#### What is being asked
Count the lines of the items below that contain the word "blade", and give only that number.

#### Stored records

# # # #

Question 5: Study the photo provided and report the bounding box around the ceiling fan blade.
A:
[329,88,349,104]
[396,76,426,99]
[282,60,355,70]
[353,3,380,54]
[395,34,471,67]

# # # #

#### Result of this task
1